Gather every line of the entries below that contains the string "target", and copy each such line in full.
--------
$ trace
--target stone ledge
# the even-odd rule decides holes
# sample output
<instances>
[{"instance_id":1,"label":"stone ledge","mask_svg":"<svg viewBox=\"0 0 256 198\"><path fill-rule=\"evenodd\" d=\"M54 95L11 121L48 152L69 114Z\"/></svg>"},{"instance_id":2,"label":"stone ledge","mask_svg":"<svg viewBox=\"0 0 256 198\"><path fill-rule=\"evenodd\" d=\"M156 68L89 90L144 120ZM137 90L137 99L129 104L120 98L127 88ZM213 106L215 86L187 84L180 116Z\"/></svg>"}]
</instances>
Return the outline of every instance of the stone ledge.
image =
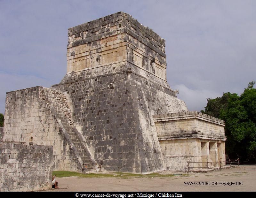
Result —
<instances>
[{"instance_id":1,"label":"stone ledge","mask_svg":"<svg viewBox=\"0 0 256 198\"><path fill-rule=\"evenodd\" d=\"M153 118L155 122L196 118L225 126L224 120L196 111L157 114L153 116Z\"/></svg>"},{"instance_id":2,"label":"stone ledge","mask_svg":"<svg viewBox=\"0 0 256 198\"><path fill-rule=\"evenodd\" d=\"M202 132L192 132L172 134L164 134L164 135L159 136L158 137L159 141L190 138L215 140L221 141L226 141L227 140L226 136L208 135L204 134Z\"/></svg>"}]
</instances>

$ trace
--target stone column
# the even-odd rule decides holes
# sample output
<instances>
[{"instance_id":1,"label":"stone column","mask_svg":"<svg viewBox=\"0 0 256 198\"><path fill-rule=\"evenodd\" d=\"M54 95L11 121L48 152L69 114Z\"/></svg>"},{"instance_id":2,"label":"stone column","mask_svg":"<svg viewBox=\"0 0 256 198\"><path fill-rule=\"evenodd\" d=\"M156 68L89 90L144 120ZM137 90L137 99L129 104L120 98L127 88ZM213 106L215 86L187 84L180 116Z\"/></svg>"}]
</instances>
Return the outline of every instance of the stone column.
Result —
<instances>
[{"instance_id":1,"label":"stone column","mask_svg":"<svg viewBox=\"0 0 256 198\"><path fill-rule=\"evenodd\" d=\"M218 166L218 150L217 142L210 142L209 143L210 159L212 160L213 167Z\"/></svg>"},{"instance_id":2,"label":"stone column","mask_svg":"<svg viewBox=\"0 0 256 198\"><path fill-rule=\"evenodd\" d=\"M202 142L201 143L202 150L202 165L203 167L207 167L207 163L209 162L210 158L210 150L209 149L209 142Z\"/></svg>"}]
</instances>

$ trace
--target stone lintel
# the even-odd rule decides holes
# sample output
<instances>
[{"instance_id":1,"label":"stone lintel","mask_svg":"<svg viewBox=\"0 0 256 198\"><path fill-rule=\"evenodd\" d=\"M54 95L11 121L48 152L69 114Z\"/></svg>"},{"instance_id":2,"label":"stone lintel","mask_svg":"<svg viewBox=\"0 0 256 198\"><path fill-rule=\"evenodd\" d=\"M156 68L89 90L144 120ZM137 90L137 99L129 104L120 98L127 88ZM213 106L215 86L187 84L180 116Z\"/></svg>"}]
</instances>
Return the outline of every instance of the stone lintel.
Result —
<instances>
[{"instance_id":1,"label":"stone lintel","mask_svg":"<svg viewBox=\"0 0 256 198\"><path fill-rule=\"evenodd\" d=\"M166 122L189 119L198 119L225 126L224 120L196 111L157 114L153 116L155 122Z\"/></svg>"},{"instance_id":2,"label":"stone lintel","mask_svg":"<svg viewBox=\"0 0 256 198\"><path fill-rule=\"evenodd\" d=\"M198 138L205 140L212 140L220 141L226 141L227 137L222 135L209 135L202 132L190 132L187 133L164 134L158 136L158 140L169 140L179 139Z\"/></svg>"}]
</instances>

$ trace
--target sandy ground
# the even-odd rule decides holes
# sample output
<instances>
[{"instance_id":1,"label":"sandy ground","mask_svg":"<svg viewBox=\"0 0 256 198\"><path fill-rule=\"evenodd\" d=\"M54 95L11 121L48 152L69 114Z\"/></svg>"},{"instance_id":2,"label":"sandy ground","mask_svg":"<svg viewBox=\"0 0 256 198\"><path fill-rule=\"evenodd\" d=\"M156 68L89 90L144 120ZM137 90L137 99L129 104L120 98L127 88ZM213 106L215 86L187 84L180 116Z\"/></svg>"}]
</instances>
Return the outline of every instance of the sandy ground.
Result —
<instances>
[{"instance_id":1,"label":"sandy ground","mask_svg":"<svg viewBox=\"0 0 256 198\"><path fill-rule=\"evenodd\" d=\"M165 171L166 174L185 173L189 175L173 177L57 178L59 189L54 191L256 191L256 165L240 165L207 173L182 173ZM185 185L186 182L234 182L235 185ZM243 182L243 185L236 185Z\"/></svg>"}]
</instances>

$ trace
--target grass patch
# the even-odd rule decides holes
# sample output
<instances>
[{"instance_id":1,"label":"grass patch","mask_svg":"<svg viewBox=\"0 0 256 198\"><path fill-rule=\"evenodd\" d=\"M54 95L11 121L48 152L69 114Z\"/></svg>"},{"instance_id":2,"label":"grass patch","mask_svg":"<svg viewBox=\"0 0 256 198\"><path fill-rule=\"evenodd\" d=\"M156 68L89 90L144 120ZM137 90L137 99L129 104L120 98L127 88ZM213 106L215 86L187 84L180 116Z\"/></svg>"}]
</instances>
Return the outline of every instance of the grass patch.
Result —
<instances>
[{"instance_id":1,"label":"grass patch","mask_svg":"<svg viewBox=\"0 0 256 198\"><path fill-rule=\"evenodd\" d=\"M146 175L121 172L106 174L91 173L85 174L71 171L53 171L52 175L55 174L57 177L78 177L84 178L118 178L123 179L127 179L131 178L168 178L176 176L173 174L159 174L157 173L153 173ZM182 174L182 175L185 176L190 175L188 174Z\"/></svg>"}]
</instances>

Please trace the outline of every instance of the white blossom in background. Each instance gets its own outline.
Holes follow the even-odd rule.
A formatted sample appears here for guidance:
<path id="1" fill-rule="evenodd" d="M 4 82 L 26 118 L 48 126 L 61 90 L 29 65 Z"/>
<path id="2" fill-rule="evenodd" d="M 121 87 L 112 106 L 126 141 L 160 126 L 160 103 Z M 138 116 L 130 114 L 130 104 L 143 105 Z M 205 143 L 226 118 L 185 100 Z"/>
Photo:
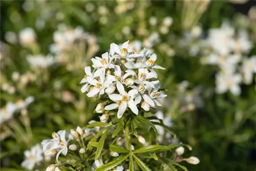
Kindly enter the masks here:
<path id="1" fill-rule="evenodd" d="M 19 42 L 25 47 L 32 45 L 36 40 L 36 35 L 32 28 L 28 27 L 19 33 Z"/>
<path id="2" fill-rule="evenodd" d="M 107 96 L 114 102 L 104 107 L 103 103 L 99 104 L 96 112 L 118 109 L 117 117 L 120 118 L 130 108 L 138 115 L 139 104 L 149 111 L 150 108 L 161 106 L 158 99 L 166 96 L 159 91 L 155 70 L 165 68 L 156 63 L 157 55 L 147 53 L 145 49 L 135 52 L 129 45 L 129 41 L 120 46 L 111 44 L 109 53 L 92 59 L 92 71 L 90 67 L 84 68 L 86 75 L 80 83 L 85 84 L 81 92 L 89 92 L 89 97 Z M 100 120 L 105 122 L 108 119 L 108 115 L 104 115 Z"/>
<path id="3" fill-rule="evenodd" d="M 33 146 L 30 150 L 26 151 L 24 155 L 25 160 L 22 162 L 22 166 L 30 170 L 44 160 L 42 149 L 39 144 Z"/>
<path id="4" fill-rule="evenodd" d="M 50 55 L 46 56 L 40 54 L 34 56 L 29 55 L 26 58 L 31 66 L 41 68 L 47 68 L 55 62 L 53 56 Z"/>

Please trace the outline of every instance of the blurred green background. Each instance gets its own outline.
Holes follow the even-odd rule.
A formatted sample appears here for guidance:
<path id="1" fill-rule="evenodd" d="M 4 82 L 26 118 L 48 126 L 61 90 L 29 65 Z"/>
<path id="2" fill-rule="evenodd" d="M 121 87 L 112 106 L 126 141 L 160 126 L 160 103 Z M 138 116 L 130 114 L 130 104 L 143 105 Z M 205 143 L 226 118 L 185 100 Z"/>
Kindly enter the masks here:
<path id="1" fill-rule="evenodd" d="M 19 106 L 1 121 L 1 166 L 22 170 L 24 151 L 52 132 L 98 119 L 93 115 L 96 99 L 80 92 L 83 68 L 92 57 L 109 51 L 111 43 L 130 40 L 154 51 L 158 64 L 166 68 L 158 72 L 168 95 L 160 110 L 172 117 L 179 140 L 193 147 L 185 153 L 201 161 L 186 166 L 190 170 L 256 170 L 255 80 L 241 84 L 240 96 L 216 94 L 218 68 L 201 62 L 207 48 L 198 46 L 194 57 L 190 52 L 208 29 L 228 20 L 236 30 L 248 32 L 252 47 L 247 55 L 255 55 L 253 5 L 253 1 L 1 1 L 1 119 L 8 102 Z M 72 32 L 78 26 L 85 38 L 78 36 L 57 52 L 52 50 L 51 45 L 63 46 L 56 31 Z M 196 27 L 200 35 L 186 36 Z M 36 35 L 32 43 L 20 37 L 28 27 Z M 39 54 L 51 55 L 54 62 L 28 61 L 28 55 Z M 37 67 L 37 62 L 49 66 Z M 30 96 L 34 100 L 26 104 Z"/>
--------
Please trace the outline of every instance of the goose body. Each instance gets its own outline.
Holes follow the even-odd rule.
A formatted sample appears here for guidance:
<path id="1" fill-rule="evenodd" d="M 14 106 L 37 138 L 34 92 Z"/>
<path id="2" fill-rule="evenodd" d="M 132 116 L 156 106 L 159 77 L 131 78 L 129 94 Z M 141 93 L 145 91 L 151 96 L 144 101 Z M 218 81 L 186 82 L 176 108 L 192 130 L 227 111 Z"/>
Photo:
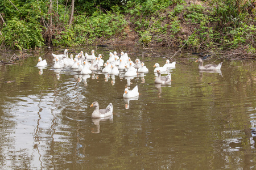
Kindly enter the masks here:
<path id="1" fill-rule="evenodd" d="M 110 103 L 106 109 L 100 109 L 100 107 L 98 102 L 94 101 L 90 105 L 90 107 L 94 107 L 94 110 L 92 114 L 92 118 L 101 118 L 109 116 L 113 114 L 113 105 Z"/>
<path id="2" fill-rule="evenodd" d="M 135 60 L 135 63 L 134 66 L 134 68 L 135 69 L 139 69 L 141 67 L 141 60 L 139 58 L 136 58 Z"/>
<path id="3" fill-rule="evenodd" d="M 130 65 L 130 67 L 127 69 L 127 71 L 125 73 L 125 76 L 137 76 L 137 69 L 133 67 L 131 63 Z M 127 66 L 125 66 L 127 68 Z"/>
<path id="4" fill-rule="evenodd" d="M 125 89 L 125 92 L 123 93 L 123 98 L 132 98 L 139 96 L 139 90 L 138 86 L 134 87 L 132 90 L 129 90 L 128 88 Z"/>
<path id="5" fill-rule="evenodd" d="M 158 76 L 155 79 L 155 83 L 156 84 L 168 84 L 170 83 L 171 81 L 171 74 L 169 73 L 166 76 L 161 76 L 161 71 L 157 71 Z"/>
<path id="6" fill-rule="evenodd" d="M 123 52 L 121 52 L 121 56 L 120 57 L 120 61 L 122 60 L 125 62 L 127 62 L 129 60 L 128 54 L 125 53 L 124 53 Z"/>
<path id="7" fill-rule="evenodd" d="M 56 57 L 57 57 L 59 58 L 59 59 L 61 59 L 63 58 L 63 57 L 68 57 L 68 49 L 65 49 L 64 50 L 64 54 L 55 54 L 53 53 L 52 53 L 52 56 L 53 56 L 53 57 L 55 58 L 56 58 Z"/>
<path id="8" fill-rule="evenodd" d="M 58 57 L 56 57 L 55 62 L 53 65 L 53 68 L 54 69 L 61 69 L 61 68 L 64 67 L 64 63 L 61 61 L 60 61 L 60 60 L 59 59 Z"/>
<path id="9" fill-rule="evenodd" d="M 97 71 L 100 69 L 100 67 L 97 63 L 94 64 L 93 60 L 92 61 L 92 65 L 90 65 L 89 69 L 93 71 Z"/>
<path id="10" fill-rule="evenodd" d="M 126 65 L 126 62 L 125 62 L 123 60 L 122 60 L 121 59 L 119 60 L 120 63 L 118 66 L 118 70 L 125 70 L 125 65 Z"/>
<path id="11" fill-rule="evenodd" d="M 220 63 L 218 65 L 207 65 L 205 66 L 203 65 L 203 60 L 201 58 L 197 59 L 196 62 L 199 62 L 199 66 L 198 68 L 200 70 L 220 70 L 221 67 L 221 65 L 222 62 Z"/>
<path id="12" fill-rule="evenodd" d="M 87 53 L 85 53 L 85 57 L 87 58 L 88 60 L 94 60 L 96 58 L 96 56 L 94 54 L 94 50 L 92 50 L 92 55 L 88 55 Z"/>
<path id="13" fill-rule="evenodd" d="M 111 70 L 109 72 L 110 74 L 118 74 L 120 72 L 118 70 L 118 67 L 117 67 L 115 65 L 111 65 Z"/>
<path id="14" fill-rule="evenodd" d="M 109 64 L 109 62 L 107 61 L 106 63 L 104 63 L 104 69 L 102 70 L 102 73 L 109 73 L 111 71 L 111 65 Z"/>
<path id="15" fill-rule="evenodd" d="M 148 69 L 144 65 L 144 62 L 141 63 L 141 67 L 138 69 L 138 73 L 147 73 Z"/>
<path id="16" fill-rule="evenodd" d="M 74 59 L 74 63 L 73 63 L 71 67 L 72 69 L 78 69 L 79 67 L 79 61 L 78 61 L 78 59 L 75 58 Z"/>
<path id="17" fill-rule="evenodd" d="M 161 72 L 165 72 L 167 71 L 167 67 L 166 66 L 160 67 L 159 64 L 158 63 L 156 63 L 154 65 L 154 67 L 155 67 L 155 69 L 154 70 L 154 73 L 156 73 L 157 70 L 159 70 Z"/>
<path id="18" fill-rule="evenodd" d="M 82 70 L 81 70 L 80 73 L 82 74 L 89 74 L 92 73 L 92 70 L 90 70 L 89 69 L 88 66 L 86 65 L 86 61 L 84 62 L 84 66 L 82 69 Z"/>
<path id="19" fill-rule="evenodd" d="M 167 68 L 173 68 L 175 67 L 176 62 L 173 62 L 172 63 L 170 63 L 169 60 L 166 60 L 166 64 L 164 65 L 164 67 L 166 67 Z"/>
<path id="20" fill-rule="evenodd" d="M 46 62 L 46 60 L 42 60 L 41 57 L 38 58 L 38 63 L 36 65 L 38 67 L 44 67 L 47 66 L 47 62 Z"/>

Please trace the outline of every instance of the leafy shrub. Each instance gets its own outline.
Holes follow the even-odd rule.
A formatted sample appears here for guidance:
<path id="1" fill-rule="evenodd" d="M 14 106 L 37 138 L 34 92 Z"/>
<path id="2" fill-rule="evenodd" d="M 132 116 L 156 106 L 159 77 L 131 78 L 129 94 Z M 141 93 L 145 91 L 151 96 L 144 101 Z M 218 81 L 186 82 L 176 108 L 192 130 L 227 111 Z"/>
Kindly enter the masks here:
--------
Worked answer:
--target stone ledge
--target stone column
--target stone lintel
--target sandy ground
--target grass patch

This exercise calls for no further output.